## Esercizio
Riporta alla lettera, dal testo sulla comunità del Paracleto, il tratto che va da "Ora è chiaro" fino a "dagli uomini ...".

## Testo proposto
※ ※ ※

Ora è chiaro che la comunità formata al Paracleto sotto la direzione
generale di Dom Pietro Abelardo, abate di St-Gildas, aveva iniziato come
comunità "benedettina". Eloisa e almeno alcune delle monache che
l'accompagnavano avevano già emesso la professione monastica secondo la
regola di Benedetto ad Argenteuil; e la lettera VI della corrispondenza, che
pretende di essere stata indirizzata da Eloisa a Pietro, tenta di dimostrare
che la Regola di Benedetto, che è la norma per l'osservanza monastica al
Paracleto, è una norma irrealizzabile:
Oggi le donne dell'Occidente latino fanno professione dell'unica Regola del
beato Benedetto, come fanno gli uomini; sebbene, proprio come è chiaro che
questa Regola è stata scritta solo per gli uomini, così è anche chiaro che
può essere adempiuta solo dagli uomini ...

※ ※ ※

## Estratto della fonte
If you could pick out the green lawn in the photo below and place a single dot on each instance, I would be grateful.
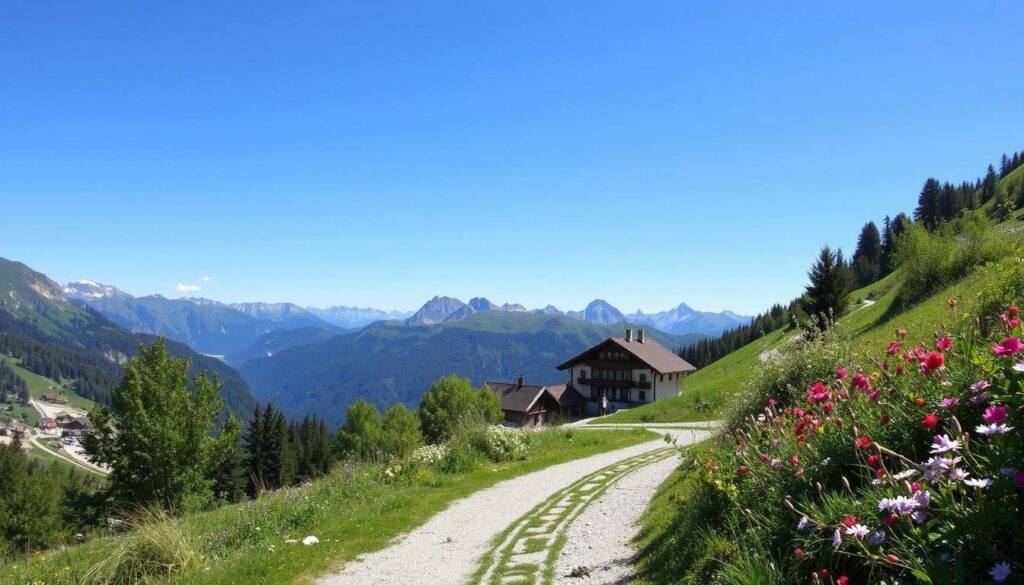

※ ※ ※

## Soluzione
Ora è chiaro che la comunità formata al Paracleto sotto la direzione
generale di Dom Pietro Abelardo, abate di St-Gildas, aveva iniziato come
comunità "benedettina". Eloisa e almeno alcune delle monache che
l'accompagnavano avevano già emesso la professione monastica secondo la
regola di Benedetto ad Argenteuil; e la lettera VI della corrispondenza, che
pretende di essere stata indirizzata da Eloisa a Pietro, tenta di dimostrare
che la Regola di Benedetto, che è la norma per l'osservanza monastica al
Paracleto, è una norma irrealizzabile:
Oggi le donne dell'Occidente latino fanno professione dell'unica Regola del
beato Benedetto, come fanno gli uomini; sebbene, proprio come è chiaro che
questa Regola è stata scritta solo per gli uomini, così è anche chiaro che
può essere adempiuta solo dagli uomini ...